- Page text:
· · · · ·

The steamboat Ticonderoga is one of two remaining side-paddle-wheel passenger steamers with a vertical beam engine of the type that provided freight and passenger service on America's bays, lakes and rivers from the early 19th to the mid-20th centuries. Commissioned by the Champlain Transportation Company, Ticonderoga was built in 1906 at the Shelburne Shipyard in Shelburne, Vermont on Lake Champlain.

The other is the Eureka, built as the Ukiah for the Northwestern Pacific Railroad in California, renamed after a post-World War I reconstruction, and passed on to NWP owner Southern Pacific in 1942.  The Eureka remained in service until SP's ferries were discontinued in 1958, and it was donated for museum display, where it remains to this day at Aquatic Park in San Francisco, California.  Unlike the Ticonderoga however, the Eureka is still afloat.

Ticonderoga measures 220 feet in length and 59 feet in beam, with a displacement of 892 tons. Her steam engine, handmade by the Fletcher Engine Company of Hoboken, New Jersey, was powered by two coal-fired boilers and could achieve a maximum speed of  (14.77 knots).

History
The ship's crew numbered twenty-eight, including the captain, pilots, mate, deckhands, engineers, and firemen to operate the boat. The purser, stewardess, freight clerk, bartender, hall boys, cook, waiters, scullion, and mess boys attended to passengers and freight arrangements.

Initially, Ticonderoga served a north-south route on Lake Champlain. Daily, she docked at Westport, New York, where she met the New York City evening train. The next morning she carried travelers and freight northward to St. Albans, Vermont. In addition to passengers, Ticonderoga transported local farm produce, livestock, and dry goods on a regular basis, and during both world wars ferried U.S. troops between Plattsburgh, New York and Burlington, Vermont. Over the years she also operated on the east-west run from Burlington to Port Kent, New York and had a brief career as a floating casino.

When more modern ferries made her obsolete, Ticonderoga managed to persist in operation as an excursion boat for several years; however, by 1950 the steady decline in business threatened her future. Ralph Nading Hill saved Ticonderoga from the scrap heap when he persuaded Electra Havemeyer Webb to buy her for her growing museum. While the Shelburne Museum attempted to keep her in operation, the steamboat era had passed making it difficult to find qualified personnel to operate and maintain the aging vessel.

· · · · ·

- Recorded data:

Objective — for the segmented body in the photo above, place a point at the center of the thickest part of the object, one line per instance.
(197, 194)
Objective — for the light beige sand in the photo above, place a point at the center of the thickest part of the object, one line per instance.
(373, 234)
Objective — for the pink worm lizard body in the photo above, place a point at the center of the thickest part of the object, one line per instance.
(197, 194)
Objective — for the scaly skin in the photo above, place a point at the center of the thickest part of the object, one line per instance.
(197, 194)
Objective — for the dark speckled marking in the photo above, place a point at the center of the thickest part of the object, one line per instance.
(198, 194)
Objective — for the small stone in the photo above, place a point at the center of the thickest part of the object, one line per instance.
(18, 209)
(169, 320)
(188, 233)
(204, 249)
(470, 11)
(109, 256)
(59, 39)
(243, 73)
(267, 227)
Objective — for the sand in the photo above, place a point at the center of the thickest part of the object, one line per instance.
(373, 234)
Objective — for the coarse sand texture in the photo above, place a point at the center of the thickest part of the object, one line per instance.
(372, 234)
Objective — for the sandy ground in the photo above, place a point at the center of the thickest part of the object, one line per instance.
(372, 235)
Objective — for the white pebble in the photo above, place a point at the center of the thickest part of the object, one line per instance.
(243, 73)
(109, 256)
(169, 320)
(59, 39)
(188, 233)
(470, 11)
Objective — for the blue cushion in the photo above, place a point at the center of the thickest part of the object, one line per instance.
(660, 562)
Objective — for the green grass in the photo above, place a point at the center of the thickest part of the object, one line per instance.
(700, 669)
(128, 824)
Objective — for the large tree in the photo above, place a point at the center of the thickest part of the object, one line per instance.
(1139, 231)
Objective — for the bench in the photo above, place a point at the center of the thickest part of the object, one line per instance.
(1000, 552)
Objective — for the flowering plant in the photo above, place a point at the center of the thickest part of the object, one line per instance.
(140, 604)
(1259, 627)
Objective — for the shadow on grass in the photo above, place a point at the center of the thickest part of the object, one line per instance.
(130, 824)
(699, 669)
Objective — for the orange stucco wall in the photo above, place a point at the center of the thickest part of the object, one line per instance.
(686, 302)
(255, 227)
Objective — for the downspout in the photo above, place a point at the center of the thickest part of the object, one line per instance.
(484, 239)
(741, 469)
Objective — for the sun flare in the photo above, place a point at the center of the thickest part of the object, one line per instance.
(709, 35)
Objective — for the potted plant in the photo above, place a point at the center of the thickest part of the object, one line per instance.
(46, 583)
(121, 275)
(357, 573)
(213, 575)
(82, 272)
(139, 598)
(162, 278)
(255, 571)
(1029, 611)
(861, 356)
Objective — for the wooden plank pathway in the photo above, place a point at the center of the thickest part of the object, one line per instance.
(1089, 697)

· · · · ·

Carry on the article about the steamboat Ticonderoga, starting right after its last sentence.

- Written answer:
Relocation
In 1954 the Shelburne Museum decided to move Ticonderoga overland to the museum grounds. At the end of the summer season the boat paddled into a newly dug, water-filled basin off Shelburne Bay and floated over a railroad carriage resting on specially laid tracks. The water was then pumped out of the basin, and Ticonderoga settled onto the railroad carriage. During the winter of 1955 Ticonderoga was hauled across highways, over a swamp, through woods and fields, and across the tracks of the Rutland Railway to reach her permanent mooring on the Shelburne Museum grounds.

Much of her interior was restored to its original grandeur. The dining room and stateroom halls retain their butternut and cherry paneling and ceilings their gold stenciling. The barbershop, captain's quarters, dining room, and promenade deck contain furniture and accessories used in the Ticonderoga and other Lake Champlain steamboats.

Ticonderoga was declared a National Historic Landmark in 1964 under the name Ticonderoga (Side-paddle-wheel Lakeboat).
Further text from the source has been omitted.